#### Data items
++++++++++

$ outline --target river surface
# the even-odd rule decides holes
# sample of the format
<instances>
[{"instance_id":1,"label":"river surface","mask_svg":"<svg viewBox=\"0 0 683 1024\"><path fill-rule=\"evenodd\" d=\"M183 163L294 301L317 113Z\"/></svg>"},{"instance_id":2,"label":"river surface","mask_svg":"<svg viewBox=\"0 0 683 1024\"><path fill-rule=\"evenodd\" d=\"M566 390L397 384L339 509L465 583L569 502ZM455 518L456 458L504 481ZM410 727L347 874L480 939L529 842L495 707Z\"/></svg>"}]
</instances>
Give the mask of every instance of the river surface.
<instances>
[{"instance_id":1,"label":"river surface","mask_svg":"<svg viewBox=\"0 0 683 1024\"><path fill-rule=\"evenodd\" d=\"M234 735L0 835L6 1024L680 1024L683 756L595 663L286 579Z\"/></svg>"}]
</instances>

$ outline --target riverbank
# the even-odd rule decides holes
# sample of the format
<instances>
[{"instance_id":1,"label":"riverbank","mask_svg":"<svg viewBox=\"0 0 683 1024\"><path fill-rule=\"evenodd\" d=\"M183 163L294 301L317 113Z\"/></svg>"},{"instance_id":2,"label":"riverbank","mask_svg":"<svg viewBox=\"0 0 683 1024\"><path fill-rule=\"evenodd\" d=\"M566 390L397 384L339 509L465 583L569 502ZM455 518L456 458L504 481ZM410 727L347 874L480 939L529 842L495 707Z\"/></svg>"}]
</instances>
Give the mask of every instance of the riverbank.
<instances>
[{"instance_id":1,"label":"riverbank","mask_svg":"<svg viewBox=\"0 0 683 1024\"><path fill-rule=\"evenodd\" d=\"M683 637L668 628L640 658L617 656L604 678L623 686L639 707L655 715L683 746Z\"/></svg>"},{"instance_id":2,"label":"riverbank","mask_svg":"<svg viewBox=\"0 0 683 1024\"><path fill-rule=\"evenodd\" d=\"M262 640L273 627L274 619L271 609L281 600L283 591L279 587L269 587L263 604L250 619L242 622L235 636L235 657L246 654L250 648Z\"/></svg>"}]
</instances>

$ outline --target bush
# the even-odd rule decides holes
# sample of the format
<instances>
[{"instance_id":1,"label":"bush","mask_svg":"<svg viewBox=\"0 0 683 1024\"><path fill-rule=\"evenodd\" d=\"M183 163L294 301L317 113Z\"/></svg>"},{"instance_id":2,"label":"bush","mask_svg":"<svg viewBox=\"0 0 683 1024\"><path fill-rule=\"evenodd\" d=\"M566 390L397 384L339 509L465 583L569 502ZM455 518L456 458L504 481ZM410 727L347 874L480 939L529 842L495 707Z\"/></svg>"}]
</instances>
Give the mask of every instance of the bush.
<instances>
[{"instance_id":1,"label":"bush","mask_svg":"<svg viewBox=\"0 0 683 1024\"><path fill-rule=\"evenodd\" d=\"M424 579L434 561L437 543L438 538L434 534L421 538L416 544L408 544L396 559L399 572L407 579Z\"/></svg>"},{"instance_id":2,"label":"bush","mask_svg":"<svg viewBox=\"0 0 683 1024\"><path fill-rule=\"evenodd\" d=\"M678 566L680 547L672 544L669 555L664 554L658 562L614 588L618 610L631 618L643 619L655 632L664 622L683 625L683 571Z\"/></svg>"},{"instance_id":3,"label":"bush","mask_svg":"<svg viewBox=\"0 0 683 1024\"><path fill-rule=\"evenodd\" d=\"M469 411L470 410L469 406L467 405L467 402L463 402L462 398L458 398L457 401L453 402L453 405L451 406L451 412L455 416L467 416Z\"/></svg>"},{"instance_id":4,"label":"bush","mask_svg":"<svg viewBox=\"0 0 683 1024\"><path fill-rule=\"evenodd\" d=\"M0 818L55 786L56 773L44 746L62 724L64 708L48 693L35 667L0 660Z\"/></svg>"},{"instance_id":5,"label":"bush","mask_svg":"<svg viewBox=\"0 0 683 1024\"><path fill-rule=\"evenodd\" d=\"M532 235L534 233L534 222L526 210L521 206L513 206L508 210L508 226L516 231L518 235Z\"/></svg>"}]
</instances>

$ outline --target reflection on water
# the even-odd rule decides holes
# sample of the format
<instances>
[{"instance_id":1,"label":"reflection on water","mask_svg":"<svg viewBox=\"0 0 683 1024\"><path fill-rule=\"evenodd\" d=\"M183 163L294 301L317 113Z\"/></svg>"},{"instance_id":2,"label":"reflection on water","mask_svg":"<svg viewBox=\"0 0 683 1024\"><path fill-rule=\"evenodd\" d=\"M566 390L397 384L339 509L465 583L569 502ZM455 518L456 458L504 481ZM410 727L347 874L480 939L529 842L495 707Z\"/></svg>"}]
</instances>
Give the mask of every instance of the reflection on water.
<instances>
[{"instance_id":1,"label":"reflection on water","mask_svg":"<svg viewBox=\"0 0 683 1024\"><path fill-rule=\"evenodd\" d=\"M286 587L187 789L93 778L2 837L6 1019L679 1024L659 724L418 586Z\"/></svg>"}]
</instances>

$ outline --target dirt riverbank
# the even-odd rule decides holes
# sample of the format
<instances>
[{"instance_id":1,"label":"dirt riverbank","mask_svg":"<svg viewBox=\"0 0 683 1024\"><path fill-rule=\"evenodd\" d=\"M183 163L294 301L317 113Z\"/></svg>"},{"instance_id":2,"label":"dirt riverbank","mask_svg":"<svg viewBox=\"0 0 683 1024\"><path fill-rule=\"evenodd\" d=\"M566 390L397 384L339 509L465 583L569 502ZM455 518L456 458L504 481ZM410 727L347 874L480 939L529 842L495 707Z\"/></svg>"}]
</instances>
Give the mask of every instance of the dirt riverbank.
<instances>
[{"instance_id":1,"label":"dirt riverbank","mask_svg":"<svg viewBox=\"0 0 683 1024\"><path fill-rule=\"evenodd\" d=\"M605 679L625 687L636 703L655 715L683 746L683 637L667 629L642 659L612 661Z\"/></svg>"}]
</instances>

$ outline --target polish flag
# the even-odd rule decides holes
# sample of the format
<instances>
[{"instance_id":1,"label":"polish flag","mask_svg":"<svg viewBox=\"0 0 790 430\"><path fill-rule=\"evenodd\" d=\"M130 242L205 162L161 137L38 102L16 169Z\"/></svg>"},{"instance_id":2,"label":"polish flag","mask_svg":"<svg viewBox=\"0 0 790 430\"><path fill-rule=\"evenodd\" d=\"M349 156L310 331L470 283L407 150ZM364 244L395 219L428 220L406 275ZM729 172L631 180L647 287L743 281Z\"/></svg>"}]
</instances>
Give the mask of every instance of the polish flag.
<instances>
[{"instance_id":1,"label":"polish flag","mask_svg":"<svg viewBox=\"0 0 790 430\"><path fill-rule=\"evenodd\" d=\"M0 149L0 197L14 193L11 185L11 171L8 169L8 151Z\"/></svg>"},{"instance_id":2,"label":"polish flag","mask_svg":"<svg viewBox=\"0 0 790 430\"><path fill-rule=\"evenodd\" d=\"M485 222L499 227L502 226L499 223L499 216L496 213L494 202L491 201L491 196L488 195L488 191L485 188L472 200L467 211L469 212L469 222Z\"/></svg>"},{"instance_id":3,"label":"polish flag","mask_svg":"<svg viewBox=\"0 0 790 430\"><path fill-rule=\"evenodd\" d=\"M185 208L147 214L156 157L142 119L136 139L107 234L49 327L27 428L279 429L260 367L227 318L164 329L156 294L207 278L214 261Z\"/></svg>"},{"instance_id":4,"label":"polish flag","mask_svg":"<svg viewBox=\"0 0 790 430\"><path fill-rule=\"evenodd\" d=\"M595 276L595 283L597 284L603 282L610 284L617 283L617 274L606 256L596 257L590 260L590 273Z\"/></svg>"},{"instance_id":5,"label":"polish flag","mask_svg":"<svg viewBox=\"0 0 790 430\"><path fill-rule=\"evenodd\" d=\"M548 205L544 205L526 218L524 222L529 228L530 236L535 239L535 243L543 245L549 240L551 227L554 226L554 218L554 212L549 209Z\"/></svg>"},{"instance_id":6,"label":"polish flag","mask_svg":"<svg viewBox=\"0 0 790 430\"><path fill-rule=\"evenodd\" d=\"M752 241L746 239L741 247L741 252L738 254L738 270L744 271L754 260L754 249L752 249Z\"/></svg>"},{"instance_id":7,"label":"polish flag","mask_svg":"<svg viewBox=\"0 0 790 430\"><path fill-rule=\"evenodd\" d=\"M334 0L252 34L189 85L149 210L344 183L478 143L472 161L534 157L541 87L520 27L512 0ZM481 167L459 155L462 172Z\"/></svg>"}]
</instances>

++++++++++

#### Task description
Among the lines above, return each one holding the string "outline".

#### Completed exercise
$ outline --target river surface
$ outline --target riverbank
$ outline --target bush
$ outline --target reflection on water
$ outline --target dirt riverbank
$ outline --target polish flag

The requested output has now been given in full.